EXERCISE DESCRIPTION:
Copy the lines below word for word, leaving out any picture placeholders.

(Point annotation entries for images)
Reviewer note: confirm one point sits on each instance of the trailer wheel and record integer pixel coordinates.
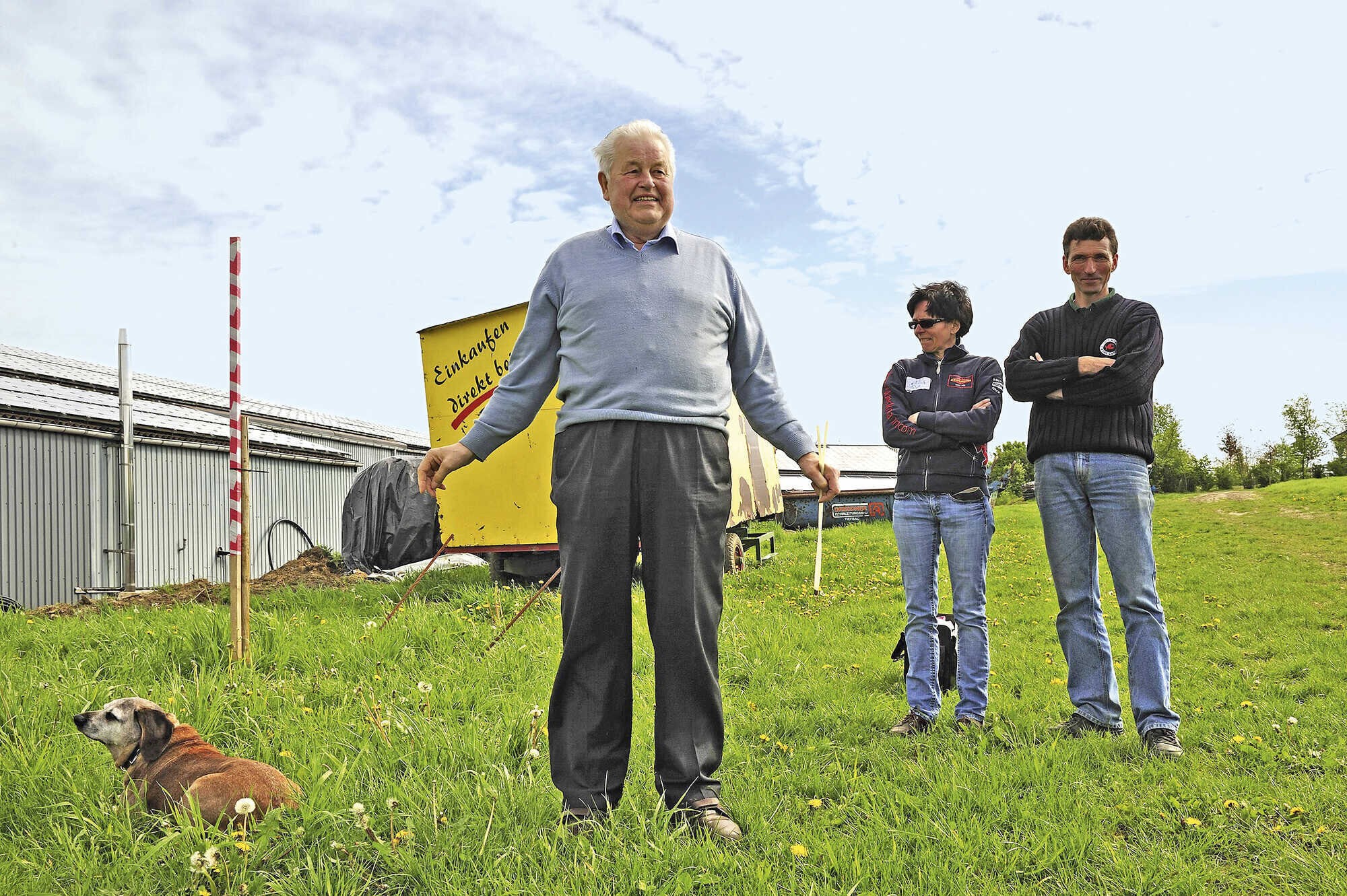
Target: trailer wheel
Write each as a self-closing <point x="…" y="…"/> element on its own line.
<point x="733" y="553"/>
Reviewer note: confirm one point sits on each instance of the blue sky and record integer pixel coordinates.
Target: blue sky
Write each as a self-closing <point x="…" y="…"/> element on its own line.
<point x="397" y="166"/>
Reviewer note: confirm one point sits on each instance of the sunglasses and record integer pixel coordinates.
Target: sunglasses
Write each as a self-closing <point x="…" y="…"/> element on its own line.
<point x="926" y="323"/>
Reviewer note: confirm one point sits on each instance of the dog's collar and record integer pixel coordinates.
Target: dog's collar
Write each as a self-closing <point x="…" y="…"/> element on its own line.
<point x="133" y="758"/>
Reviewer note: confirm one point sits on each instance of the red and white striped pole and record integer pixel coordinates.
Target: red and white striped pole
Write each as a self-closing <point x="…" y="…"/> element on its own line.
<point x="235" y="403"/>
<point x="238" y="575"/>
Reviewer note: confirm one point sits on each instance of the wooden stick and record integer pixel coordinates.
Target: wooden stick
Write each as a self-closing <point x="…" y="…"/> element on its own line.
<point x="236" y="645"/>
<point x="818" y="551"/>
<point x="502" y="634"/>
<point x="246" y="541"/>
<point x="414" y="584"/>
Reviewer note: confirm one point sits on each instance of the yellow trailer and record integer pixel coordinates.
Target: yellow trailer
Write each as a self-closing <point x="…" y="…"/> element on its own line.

COMPLETE RESPONSE:
Reviewer note: confirm one point sits on each instance of the trailer wheel and record integer pixel coordinates.
Target: trailer wheel
Write each as a self-closing <point x="…" y="…"/> element on its own line.
<point x="733" y="553"/>
Reviewer note: confirm one point sits on each instance of the blue sky and record integer pixel coordinates.
Target: blue sky
Write each as a self-closing <point x="…" y="…"/> element on its own line.
<point x="397" y="166"/>
Reviewer note: confirm one point sits on each instance of the sunglasses and record integer pixel coordinates.
Target: sunglasses
Write each as a self-closing <point x="…" y="…"/> element on its own line.
<point x="926" y="323"/>
Reviewer note: confirm one point sits on each instance of the dog's collar and record integer pixel coordinates.
Target: dog's collar
Write each as a self-closing <point x="…" y="…"/> element on its own line.
<point x="133" y="758"/>
Reviewer note: confirm one point sits on each instance of the red and white striped pole and record integer pixel coordinates.
Target: red and white striped pole
Write each as a self-closing <point x="…" y="…"/> element on its own line.
<point x="235" y="403"/>
<point x="238" y="575"/>
Reviewer note: confirm one point sits on each instance of the wooden stick and record integer pixel coordinates.
Target: wooden stick
Write each as a self-closing <point x="…" y="…"/> element on its own line.
<point x="236" y="645"/>
<point x="818" y="551"/>
<point x="502" y="634"/>
<point x="246" y="541"/>
<point x="414" y="584"/>
Reviewer note: confirm one point sits on each instance of the yellow trailer and record integer pixel coordinates.
Target: yellow trailer
Write each as a self-closing <point x="…" y="…"/> element on its own line.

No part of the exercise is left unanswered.